___ THE INPUT ___

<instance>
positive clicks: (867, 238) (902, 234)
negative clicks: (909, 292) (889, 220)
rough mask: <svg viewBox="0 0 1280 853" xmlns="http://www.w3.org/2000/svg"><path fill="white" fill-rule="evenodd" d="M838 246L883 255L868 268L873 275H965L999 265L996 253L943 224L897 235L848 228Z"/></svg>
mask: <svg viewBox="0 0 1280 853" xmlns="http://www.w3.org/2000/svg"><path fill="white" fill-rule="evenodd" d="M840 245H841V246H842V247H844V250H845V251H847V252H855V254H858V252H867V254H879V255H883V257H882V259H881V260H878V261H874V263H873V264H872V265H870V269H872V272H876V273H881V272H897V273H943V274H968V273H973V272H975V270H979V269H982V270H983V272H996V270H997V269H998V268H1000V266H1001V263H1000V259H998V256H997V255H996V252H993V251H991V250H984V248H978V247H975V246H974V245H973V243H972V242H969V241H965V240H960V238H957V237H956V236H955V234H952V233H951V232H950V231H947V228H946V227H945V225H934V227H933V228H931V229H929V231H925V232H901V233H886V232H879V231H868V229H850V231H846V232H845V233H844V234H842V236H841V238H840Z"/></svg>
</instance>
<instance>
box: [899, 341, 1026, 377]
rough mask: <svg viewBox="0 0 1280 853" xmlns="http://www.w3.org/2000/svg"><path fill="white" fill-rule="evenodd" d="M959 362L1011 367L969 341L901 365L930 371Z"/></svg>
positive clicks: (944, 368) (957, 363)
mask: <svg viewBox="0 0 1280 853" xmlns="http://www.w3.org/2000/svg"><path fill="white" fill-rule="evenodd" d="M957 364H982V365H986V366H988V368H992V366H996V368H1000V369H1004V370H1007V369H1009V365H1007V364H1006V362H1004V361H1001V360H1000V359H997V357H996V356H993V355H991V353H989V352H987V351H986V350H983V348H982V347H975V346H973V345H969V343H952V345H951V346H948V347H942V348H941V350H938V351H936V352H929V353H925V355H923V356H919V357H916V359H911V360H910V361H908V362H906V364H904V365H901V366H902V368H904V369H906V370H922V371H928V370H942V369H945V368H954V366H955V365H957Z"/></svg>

___
___ THE INPUT ___

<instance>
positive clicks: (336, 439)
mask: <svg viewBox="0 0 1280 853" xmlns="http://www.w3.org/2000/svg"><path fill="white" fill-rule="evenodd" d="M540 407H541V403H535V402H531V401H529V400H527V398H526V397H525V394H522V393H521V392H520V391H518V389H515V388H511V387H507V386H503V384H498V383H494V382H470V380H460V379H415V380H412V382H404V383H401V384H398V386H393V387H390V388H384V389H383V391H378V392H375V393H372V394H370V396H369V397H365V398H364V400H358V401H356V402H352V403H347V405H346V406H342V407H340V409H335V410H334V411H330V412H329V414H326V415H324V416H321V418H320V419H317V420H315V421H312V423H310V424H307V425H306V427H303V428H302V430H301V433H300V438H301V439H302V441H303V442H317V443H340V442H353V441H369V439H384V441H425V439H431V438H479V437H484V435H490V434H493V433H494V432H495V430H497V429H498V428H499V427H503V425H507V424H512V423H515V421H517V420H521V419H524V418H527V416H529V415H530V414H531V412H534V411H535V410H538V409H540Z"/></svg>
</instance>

___

WHAT YOU NEED TO DO:
Collect every line of the listing above that contains the string "clicks", matching case exactly.

THE COMPLETED TASK:
positive clicks: (867, 238) (902, 234)
negative clicks: (909, 292) (889, 220)
positive clicks: (944, 368) (957, 363)
positive clicks: (336, 439)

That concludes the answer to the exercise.